_WHAT IS NEEDED_. Rewrite every line of the material below with "Tag" replaced by "Mark" wherever it occurs, changing nothing else. Leave the pictures out of your answer.

_INPUT MATERIAL_.
-- -- --

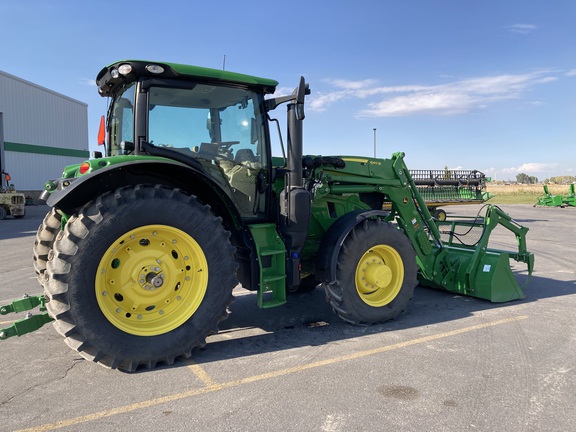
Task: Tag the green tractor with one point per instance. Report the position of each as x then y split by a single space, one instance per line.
142 248
12 203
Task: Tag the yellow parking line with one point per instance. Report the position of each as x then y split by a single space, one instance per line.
213 386
203 375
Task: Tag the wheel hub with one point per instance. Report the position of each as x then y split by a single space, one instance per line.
379 275
151 280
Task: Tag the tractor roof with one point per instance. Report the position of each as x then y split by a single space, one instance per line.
116 74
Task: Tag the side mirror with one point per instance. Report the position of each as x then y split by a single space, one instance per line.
302 90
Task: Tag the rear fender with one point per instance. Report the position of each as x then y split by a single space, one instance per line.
332 241
79 191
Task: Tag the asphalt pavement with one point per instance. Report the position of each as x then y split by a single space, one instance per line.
449 363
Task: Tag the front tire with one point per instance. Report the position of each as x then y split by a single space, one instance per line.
139 277
376 274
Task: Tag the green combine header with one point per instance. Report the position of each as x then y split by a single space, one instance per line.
549 200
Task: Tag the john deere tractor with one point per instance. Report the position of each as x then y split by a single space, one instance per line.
12 203
142 248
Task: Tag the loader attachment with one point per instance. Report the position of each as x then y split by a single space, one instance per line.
466 265
32 322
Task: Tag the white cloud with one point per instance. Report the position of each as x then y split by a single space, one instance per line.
452 98
531 168
87 81
521 28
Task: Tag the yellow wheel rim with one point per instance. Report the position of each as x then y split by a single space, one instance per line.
151 280
379 275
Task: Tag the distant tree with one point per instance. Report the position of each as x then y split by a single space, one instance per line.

-- -- --

_THE RESPONSE_.
Task: Mark the green tractor with one point per instance. Report the position of each as x then y split by a single space, one instance per line.
142 248
12 203
Task: Mark the yellow parking line with one point per instance. Report the position of each as x then y split by a single space, one instance per line.
213 386
203 375
Task: Mark the wheel hub with one point per instance. Report the position of each as x then y split by a single space, one instance per line.
379 275
151 280
Task: Mark the tractor roof with one point per instance. Report the position of each as x then y split by a single space, one instance per line.
116 74
Task: Mark the side mirror with one point per instance. Report the position of each as x then y split by a single space, one instance per line.
302 90
Task: Mark the rear fender with one point per instance. Report the position of each as x then y split by a single space, one instance per line.
332 241
79 191
Task: Mark the asphalt pavement with one point per instance. Report the position of each as x then y split by a single space, one instance per line.
449 363
Task: Mark the front tire with one point per instance. Report the position of each as x then y split by a single space, one instance per line.
139 277
376 274
Task: Mark the green combine header with one point per instance. Report the position of each as x then y split by a single space, one instance per line.
549 200
Task: Mark the john deere tractor with one point per instance. Report the position of each as x then y split by a single space, one instance per line.
12 203
142 248
Task: Mark the loader attachment with one point per instance. Report the position of each as x then y split by a single space, one instance per line.
466 265
32 322
Task: Mark the white cloud with one point per instance. Report the position of each as x then y split by a single space, one instance per line.
452 98
531 168
87 81
521 28
Task: Mark the yellow wheel rim with one point per instance. Report the position of each as x then y split by a single space, one instance per line.
151 280
379 275
Task: Mark the distant tree with one point per instance. Report the position of each as x then y split by a single space, one instance per line.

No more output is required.